* Records from a data collection
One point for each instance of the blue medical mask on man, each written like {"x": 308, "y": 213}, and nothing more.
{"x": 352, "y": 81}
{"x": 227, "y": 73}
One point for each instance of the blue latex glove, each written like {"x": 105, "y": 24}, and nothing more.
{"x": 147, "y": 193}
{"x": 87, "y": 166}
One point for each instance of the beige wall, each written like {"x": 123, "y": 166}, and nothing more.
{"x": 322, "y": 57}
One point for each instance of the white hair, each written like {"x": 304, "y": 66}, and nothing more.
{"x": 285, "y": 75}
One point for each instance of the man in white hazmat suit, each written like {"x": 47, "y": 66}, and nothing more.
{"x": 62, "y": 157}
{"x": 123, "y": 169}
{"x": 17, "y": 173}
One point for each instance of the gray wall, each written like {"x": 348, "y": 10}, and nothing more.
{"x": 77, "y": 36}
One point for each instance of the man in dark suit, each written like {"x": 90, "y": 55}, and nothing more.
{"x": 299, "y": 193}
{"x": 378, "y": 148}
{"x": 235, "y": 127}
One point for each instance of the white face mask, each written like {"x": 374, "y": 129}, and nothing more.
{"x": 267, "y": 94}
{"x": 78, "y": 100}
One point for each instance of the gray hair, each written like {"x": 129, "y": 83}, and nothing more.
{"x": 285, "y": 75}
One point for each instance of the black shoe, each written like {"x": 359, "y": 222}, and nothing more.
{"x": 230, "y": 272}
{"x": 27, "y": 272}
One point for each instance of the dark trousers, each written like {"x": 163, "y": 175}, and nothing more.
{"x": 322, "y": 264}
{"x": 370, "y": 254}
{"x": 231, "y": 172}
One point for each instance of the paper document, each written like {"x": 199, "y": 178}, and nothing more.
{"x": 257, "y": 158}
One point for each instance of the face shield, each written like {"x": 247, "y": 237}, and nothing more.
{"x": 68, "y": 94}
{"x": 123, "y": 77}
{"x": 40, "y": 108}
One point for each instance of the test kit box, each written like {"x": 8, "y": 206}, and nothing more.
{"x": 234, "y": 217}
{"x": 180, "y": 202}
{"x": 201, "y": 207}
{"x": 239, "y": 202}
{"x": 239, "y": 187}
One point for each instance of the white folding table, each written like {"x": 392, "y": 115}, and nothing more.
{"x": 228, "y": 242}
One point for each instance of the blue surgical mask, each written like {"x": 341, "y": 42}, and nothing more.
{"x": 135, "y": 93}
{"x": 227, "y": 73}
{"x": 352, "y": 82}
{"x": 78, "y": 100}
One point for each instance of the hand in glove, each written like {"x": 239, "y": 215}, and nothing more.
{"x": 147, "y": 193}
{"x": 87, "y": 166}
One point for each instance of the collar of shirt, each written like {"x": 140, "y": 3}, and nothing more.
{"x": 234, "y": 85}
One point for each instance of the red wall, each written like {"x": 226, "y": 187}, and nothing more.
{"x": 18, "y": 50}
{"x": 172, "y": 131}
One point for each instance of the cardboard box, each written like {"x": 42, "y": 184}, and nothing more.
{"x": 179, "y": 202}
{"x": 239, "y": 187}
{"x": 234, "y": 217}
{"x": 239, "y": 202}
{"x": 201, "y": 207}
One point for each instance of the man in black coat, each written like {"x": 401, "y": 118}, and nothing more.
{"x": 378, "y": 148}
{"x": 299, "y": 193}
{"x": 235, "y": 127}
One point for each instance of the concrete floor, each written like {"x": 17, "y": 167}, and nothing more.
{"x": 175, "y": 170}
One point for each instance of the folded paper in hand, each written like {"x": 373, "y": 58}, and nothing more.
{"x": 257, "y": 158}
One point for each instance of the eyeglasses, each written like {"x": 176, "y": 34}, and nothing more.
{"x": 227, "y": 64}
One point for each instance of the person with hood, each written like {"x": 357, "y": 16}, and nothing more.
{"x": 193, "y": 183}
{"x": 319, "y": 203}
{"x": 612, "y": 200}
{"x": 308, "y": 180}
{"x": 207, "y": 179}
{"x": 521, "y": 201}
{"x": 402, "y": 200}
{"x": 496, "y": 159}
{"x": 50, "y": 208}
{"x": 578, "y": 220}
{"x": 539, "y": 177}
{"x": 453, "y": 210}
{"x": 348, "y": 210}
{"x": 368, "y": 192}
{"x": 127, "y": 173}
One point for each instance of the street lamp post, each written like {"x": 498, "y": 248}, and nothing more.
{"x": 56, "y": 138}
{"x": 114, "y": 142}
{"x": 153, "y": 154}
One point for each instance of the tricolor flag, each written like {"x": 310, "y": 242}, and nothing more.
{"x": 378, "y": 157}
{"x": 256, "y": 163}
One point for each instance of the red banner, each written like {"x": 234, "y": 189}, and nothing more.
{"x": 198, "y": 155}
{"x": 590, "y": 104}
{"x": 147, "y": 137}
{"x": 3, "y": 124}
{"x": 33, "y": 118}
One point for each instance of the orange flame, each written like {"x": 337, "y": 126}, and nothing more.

* YOUR OBJECTIVE
Write out every record exactly as it appears above.

* SOLUTION TO THIS TASK
One point for each instance of the blue medical mask on man, each written like {"x": 308, "y": 213}, and nothing more.
{"x": 352, "y": 81}
{"x": 227, "y": 73}
One point for each instance of the blue latex glove, each written like {"x": 105, "y": 24}, and nothing more.
{"x": 147, "y": 193}
{"x": 87, "y": 166}
One point for each instance of the beige wall, each written like {"x": 123, "y": 166}, and nothing more.
{"x": 322, "y": 57}
One point for each instance of the white hair, each written like {"x": 304, "y": 66}, and nothing more.
{"x": 285, "y": 75}
One point for each instance of the man in white hazmat suit, each written like {"x": 47, "y": 66}, and nothing more.
{"x": 62, "y": 157}
{"x": 123, "y": 169}
{"x": 17, "y": 173}
One point for each instance of the gray wall, each written like {"x": 348, "y": 10}, and nothing more.
{"x": 77, "y": 36}
One point for each instance of the man in dark suit, each written like {"x": 90, "y": 55}, and nothing more.
{"x": 299, "y": 193}
{"x": 378, "y": 148}
{"x": 235, "y": 127}
One point for each instance of the white face mask, each written like {"x": 374, "y": 129}, and nothing more.
{"x": 267, "y": 94}
{"x": 78, "y": 100}
One point for each instance of the gray hair, each written like {"x": 129, "y": 83}, and nothing more.
{"x": 285, "y": 75}
One point for each instance of the black shoe, each written like {"x": 359, "y": 222}, and nothing more.
{"x": 230, "y": 272}
{"x": 27, "y": 272}
One point for each instance of the dark trousers, each written like {"x": 163, "y": 175}, and nothing more.
{"x": 322, "y": 264}
{"x": 370, "y": 254}
{"x": 231, "y": 172}
One point for each instance of the paper document, each written like {"x": 199, "y": 178}, and nothing more.
{"x": 257, "y": 158}
One point for each instance of the face shield, each written like {"x": 247, "y": 237}, and nothing more.
{"x": 68, "y": 94}
{"x": 123, "y": 77}
{"x": 40, "y": 108}
One point for each instance of the test kit box, each written like {"x": 8, "y": 206}, and nothing more.
{"x": 234, "y": 217}
{"x": 180, "y": 202}
{"x": 201, "y": 207}
{"x": 239, "y": 202}
{"x": 239, "y": 187}
One point for each instance of the white folding table, each written like {"x": 392, "y": 115}, and nothing more.
{"x": 228, "y": 242}
One point for each instance of the blue surgical mask, each written like {"x": 341, "y": 42}, and nothing more.
{"x": 135, "y": 93}
{"x": 227, "y": 73}
{"x": 352, "y": 82}
{"x": 78, "y": 100}
One point for each instance of the hand in glove, each written like {"x": 239, "y": 215}, and nothing more.
{"x": 147, "y": 193}
{"x": 87, "y": 166}
One point for each instance of the collar of shirt, each written like {"x": 140, "y": 3}, and nothing more.
{"x": 234, "y": 85}
One point for each instance of the red wall, each written like {"x": 226, "y": 187}, and nothing more.
{"x": 18, "y": 50}
{"x": 172, "y": 131}
One point for each instance of the cardboard box, each written like {"x": 42, "y": 184}, and nothing more.
{"x": 179, "y": 202}
{"x": 239, "y": 187}
{"x": 234, "y": 217}
{"x": 239, "y": 202}
{"x": 201, "y": 207}
One point for each instance of the man in black coat, each written like {"x": 401, "y": 118}, and nothing more.
{"x": 378, "y": 148}
{"x": 299, "y": 193}
{"x": 235, "y": 127}
One point for each instance of the concrete floor, each written like {"x": 17, "y": 167}, and nothing more.
{"x": 175, "y": 170}
One point for each instance of the folded paper in hand, each written like {"x": 373, "y": 58}, and nothing more.
{"x": 257, "y": 158}
One point for each instance of the eyeglasses, each written like {"x": 176, "y": 34}, and nothing more.
{"x": 227, "y": 64}
One point for each instance of the person with hood, each written like {"x": 357, "y": 16}, and nothing more.
{"x": 193, "y": 183}
{"x": 319, "y": 203}
{"x": 612, "y": 200}
{"x": 308, "y": 180}
{"x": 207, "y": 179}
{"x": 521, "y": 201}
{"x": 402, "y": 200}
{"x": 496, "y": 159}
{"x": 50, "y": 208}
{"x": 578, "y": 220}
{"x": 539, "y": 177}
{"x": 453, "y": 210}
{"x": 348, "y": 210}
{"x": 368, "y": 192}
{"x": 127, "y": 173}
One point for each instance of the street lamp post, each written like {"x": 498, "y": 248}, and nothing more.
{"x": 56, "y": 138}
{"x": 114, "y": 142}
{"x": 153, "y": 154}
One point for each instance of the tricolor flag, each written like {"x": 310, "y": 242}, and nothing more.
{"x": 378, "y": 157}
{"x": 256, "y": 163}
One point for each instance of the red banner, each written like {"x": 234, "y": 189}, and nothing more.
{"x": 198, "y": 155}
{"x": 590, "y": 104}
{"x": 147, "y": 137}
{"x": 3, "y": 124}
{"x": 33, "y": 118}
One point for each instance of the orange flame, each written like {"x": 337, "y": 126}, and nothing more.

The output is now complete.